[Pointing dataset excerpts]
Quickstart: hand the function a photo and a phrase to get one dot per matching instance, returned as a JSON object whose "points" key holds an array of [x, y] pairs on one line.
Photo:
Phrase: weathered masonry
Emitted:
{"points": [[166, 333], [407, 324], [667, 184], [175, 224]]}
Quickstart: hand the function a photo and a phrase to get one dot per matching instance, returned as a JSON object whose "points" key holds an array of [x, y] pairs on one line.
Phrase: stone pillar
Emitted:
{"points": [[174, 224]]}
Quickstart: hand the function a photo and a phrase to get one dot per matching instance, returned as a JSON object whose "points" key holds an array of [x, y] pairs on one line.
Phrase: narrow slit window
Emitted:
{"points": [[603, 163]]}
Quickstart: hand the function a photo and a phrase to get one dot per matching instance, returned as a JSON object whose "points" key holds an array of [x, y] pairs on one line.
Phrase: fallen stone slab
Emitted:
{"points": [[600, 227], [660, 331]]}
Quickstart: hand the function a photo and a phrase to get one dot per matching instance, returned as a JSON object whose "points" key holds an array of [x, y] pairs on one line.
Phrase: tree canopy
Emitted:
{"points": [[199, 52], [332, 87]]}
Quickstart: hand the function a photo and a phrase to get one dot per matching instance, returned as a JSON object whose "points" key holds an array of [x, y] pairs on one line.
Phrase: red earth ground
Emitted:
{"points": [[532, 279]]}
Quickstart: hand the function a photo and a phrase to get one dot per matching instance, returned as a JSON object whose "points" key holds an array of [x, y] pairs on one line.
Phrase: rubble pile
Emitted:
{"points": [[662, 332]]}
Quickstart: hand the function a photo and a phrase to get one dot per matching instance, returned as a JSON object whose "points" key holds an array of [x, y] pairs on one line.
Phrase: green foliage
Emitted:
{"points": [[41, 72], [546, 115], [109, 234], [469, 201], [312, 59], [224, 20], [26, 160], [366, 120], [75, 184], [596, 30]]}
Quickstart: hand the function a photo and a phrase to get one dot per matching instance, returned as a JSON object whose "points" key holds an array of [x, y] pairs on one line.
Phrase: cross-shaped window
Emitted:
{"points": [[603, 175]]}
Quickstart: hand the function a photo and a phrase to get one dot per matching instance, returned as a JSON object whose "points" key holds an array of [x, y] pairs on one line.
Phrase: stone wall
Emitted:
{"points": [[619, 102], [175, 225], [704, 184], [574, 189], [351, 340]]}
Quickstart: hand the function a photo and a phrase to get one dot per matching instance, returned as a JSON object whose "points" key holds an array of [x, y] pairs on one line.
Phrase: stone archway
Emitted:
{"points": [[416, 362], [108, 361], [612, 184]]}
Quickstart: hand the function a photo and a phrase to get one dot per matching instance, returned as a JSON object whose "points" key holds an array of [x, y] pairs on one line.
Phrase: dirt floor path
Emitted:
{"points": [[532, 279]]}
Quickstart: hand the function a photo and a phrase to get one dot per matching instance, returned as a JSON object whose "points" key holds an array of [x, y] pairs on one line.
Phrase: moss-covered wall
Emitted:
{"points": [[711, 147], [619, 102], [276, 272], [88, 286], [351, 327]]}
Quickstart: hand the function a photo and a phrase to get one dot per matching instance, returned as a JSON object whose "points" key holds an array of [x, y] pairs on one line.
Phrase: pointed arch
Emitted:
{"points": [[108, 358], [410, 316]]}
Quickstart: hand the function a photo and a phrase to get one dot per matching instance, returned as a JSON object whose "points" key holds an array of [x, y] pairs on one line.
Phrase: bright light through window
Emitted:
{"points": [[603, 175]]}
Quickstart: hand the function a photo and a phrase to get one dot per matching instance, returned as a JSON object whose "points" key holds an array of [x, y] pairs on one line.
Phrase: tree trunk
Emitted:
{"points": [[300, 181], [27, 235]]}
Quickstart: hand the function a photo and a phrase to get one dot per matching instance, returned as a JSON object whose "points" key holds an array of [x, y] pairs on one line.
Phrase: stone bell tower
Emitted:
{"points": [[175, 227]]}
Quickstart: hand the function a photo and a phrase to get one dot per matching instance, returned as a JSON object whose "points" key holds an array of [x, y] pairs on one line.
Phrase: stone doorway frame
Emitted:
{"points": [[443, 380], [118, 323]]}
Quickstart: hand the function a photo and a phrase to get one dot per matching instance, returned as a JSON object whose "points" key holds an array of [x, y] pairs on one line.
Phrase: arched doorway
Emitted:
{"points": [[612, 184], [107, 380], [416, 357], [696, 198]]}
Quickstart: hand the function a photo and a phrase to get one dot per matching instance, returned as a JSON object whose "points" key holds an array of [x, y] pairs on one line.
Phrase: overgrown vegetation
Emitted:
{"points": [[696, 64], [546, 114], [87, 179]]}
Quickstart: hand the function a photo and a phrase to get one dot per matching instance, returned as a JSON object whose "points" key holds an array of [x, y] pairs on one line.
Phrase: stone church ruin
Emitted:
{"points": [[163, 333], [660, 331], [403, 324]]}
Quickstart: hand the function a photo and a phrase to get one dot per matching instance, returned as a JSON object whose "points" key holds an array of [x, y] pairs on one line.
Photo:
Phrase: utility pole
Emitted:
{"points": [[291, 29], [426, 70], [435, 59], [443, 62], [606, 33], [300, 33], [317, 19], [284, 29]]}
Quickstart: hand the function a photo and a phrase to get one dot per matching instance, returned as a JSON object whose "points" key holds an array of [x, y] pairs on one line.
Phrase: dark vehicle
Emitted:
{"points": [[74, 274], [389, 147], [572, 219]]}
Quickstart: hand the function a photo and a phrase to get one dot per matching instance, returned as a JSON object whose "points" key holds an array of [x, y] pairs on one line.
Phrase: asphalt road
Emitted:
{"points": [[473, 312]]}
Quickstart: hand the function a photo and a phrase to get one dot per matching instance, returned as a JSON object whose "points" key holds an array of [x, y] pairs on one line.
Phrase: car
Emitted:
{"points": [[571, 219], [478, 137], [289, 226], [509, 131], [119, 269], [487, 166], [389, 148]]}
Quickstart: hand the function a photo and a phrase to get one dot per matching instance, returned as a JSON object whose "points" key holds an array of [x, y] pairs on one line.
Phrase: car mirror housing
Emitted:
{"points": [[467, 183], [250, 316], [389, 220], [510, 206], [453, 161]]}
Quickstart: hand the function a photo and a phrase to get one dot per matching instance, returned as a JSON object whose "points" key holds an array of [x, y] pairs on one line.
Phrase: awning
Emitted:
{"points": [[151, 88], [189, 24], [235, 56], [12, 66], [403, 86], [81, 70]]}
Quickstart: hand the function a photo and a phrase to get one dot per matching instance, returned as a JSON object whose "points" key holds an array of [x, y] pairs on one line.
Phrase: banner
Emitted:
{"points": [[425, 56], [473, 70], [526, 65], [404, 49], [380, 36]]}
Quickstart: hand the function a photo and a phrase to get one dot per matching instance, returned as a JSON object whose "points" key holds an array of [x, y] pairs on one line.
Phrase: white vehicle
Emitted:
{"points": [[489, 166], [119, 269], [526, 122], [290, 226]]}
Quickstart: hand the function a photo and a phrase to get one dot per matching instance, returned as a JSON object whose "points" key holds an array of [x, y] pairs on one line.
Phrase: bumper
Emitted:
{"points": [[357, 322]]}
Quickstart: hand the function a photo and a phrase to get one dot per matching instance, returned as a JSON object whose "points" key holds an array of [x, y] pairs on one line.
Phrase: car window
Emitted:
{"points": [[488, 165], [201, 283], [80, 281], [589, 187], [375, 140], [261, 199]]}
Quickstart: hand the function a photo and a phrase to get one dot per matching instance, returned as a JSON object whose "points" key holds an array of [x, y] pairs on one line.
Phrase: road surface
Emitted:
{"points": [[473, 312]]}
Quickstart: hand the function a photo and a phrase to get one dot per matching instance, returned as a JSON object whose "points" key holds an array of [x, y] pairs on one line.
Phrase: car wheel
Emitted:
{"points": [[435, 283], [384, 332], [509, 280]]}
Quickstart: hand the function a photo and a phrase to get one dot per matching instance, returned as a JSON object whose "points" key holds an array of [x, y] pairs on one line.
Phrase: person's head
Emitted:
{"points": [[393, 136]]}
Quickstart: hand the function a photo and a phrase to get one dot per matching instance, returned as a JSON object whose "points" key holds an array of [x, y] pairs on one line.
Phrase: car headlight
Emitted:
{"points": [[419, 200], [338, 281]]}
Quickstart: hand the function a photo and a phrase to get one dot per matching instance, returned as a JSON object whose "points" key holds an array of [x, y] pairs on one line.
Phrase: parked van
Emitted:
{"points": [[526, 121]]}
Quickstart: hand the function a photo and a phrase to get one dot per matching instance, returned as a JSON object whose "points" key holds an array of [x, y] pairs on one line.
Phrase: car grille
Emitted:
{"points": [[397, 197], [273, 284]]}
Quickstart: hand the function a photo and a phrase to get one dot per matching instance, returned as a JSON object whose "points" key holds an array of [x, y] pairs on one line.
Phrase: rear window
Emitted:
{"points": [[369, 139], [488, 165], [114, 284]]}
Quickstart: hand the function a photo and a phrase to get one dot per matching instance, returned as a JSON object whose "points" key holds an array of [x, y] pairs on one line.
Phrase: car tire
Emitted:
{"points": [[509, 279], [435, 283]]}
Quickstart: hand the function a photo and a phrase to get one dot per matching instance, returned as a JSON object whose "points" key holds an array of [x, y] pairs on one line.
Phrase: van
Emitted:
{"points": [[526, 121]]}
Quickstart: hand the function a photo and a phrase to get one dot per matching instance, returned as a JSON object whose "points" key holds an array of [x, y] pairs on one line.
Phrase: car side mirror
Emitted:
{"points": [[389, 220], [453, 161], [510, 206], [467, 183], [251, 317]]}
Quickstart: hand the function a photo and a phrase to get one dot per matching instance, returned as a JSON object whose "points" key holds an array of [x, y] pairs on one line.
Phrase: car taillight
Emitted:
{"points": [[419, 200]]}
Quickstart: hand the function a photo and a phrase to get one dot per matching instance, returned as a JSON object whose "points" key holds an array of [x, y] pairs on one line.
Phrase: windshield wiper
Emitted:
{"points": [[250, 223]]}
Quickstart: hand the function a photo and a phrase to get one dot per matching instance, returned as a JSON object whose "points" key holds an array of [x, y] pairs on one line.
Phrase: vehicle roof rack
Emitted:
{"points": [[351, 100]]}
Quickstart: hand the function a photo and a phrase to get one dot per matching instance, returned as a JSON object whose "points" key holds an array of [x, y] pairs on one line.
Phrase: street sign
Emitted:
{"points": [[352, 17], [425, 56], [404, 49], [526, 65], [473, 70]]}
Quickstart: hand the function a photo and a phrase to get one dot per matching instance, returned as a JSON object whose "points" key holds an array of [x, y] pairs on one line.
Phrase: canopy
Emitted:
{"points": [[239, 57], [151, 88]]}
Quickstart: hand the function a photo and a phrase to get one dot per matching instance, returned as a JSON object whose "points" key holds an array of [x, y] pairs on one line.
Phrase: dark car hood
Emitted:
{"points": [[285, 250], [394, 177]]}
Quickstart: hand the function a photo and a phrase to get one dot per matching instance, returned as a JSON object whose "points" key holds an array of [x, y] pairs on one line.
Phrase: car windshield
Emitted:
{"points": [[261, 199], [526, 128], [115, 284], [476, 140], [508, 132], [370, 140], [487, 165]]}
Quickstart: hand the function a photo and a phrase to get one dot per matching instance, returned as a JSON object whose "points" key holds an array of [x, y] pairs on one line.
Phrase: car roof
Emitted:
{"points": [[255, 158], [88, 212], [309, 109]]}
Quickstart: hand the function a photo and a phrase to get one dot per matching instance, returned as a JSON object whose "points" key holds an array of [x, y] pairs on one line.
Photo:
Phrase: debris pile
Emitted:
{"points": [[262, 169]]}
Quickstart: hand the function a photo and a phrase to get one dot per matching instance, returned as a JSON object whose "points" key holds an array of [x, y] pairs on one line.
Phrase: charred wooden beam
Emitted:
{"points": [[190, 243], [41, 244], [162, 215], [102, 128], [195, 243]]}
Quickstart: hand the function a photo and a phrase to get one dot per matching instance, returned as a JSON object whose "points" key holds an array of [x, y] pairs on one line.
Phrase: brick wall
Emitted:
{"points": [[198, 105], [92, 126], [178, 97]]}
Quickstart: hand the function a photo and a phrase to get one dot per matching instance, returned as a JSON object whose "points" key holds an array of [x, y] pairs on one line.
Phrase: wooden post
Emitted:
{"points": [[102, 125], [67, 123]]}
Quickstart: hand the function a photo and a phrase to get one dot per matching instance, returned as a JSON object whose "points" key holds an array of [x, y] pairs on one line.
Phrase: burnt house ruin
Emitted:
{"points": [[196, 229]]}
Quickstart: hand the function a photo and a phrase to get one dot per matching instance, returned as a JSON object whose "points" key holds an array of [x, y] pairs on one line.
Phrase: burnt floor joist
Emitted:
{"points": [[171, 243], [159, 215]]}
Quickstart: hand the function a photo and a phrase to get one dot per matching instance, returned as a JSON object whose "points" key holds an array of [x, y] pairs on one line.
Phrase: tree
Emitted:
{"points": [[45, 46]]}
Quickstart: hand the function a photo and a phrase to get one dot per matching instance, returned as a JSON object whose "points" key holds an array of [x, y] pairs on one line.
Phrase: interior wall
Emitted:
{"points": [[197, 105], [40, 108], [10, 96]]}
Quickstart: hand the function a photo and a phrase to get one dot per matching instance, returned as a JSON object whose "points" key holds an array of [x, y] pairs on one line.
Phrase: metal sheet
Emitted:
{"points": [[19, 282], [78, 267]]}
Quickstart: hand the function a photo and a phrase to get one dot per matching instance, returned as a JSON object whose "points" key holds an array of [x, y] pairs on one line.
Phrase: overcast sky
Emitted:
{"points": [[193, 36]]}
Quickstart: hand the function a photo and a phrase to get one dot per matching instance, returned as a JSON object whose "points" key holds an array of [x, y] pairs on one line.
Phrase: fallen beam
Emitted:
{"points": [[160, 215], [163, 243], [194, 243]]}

Exercise >> Count the lines in the listing above that contain the string "doorway", matching case exactly. Give only the number.

Exercise output >> 2